EXCERPT ->
Useful Spanish phrases - phone conversations and texting

Useful Spanish phrases - phone conversations and texting


E = Peninsular Spanish; AM - Latin American Spanish


¿Dónde está el movil? E / el celular? AM – Where´s the mobile/cell phone?

¿Hola? – Hello?

¿Aló? – Hello? AM

¿Sí? – Yes?

¿Diga? – Yes?

¿Bueno? – Yes? (MEXICO)

Hola, soy Lola. E/ Hola, habla Lola. AM – Hi, it's Lola.

¿Podría pasarme a Miguel, por favor? – Can I speak to Miguel, please?

¿Está Rosa? – Is Rosa there?

No. Se ha equivocado. – No, wrong number.

¿Con quién quiere usted hablar? – Who do you want to talk to?

¿De parte de quién? – Who's calling please?

De Pablo. – It's Pablo.

Ahora se pone. – She's just coming.

Al habla / Con ella habla. – Speaking.

Soy yo. – It's me.

Un momento – One moment.

¡Dame un toque! E / ¡Márcame! – Ring me!

¡Llámame! – Call me!

¡Hola! Este es el contestador autómatico de Marco. Por favor deje su mensaje después de la señal. – This is Marco´s answerphone. Please, leave the message after the tone.


Me tengo que ir. – I have to go.

Tengo que colgar. – I have to end.

Llámame más tarde. – Call me later.

Te mando un beso. / Un beso. – Kisses.

Te mando un abrazo. / Un abrazo. – Hugs.


¿Dónde andas? – Where are you wandering?

Llama a casa. – Call home.

50538 50538 (Turn the phone upside down and you'll read: BESOS BESOS) – kisses kisses

TQM (Te quiero mucho) – I love you so much.

MAPTC (Me apetece...) – I feel like... / I fancy...

TAPTC? (¿Te apetece...?) – Do you fancy...?

QTPRC (¿Que te parece?) – What do you think?

XQTQ (Porque te quiero) – Because I love you

D2 (Dedos) – Fingers

QNDO (cuando) – when

D ND (de nada) – you´re welcome

NS VMS DSPS (nos vemos después) – we'll arrive later

NS VMS MÑN (nos vemos mañana) – we'll arrive tomorrow

BN/BNO (bien/bueno) – okay

NTP (no te preocupes) – don't bother

AD+ (además) – besides

+ (más) – more

TBM (también) – also, too

TP (tampoco) – neither, not either

A2 (adiós) – goodbye

SALU2 (saludos) – greetings

K ACS? (¿Qué haces?) – What are you doing?

MATERIAL PROVIDED ->
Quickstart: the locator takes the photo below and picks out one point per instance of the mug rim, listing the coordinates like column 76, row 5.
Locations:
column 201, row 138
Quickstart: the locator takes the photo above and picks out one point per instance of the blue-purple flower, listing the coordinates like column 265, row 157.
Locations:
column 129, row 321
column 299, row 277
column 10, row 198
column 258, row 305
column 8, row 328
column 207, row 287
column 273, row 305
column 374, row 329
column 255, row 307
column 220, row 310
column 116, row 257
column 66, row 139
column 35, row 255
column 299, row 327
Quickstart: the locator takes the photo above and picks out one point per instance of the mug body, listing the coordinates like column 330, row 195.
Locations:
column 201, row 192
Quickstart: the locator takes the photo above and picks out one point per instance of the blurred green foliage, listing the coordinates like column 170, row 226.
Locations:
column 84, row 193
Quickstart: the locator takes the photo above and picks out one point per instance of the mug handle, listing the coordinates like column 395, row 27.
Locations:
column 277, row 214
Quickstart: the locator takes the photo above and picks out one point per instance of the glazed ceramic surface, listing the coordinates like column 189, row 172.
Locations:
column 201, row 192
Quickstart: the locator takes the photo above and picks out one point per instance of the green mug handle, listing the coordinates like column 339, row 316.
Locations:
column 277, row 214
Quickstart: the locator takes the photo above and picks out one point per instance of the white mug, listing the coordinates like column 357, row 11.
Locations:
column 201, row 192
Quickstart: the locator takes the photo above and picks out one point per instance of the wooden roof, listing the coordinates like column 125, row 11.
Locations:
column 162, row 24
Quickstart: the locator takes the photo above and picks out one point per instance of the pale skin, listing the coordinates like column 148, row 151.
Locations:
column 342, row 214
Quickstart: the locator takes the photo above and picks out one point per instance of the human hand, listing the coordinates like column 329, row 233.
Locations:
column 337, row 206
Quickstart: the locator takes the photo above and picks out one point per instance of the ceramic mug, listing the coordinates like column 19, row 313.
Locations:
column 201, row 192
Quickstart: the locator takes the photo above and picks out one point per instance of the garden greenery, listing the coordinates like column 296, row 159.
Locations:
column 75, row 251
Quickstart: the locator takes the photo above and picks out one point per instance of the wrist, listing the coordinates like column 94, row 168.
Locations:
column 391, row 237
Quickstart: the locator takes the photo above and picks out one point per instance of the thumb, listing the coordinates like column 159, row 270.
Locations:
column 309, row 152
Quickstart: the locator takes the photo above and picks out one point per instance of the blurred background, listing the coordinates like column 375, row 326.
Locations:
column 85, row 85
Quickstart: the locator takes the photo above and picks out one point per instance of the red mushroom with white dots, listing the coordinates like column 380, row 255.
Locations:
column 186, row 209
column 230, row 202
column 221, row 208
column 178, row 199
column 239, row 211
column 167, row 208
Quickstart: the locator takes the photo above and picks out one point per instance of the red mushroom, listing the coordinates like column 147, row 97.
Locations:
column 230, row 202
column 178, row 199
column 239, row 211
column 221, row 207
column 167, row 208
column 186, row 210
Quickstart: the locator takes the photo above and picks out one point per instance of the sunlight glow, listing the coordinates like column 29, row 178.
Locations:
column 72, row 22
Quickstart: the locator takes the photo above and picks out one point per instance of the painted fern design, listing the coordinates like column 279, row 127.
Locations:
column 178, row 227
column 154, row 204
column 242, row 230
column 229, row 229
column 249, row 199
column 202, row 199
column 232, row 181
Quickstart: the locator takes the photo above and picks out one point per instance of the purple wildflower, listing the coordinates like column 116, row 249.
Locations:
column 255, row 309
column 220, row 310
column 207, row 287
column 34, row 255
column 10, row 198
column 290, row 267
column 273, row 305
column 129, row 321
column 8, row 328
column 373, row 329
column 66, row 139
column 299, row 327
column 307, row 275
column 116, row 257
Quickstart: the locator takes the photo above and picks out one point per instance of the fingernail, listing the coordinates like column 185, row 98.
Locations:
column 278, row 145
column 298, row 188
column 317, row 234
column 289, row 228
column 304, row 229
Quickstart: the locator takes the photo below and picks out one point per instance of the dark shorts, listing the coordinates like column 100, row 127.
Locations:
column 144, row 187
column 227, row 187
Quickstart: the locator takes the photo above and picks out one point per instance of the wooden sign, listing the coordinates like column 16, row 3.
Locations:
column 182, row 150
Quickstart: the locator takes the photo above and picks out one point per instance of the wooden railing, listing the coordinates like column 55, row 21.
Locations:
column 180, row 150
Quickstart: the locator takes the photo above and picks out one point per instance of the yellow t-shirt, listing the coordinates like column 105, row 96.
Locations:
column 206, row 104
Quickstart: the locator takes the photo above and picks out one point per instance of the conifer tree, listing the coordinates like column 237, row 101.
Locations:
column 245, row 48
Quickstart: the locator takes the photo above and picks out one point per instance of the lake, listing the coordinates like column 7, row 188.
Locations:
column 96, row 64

WRITTEN INSTRUCTION 1 -> In the Spanish phone phrases, switch "Pablo" to "Diego" and give the stretch from "No. Se ha equivocado." through "habla. – Speaking." again.
WRITTEN INSTRUCTION 2 -> Convert the stretch of the entries from the line containing "296, row 159." through the line containing "column 232, row 181" into a JSON list of strings, one string per line, with blank lines omitted.
The Spanish phone phrases and the entries are unrelated to each other.

TASK SOLUTION 1 ->
No. Se ha equivocado. – No, wrong number.

¿Con quién quiere usted hablar? – Who do you want to talk to?

¿De parte de quién? – Who's calling please?

De Diego. – It's Diego.

Ahora se pone. – She's just coming.

Al habla / Con ella habla. – Speaking.

TASK SOLUTION 2 ->
[
  "Quickstart: the locator takes the photo above and picks out one point per instance of the garden greenery, listing the coordinates like column 296, row 159.",
  "Locations:",
  "column 75, row 251",
  "Quickstart: the locator takes the photo above and picks out one point per instance of the wrist, listing the coordinates like column 94, row 168.",
  "Locations:",
  "column 391, row 237",
  "Quickstart: the locator takes the photo above and picks out one point per instance of the thumb, listing the coordinates like column 159, row 270.",
  "Locations:",
  "column 309, row 152",
  "Quickstart: the locator takes the photo above and picks out one point per instance of the blurred background, listing the coordinates like column 375, row 326.",
  "Locations:",
  "column 85, row 85",
  "Quickstart: the locator takes the photo above and picks out one point per instance of the red mushroom with white dots, listing the coordinates like column 380, row 255.",
  "Locations:",
  "column 186, row 209",
  "column 230, row 202",
  "column 221, row 208",
  "column 178, row 199",
  "column 239, row 211",
  "column 167, row 208",
  "Quickstart: the locator takes the photo above and picks out one point per instance of the red mushroom, listing the coordinates like column 147, row 97.",
  "Locations:",
  "column 230, row 202",
  "column 178, row 199",
  "column 239, row 211",
  "column 221, row 207",
  "column 167, row 208",
  "column 186, row 210",
  "Quickstart: the locator takes the photo above and picks out one point per instance of the sunlight glow, listing the coordinates like column 29, row 178.",
  "Locations:",
  "column 72, row 22",
  "Quickstart: the locator takes the photo above and picks out one point per instance of the painted fern design, listing the coordinates like column 279, row 127.",
  "Locations:",
  "column 178, row 227",
  "column 154, row 204",
  "column 242, row 230",
  "column 229, row 229",
  "column 249, row 199",
  "column 202, row 199",
  "column 232, row 181"
]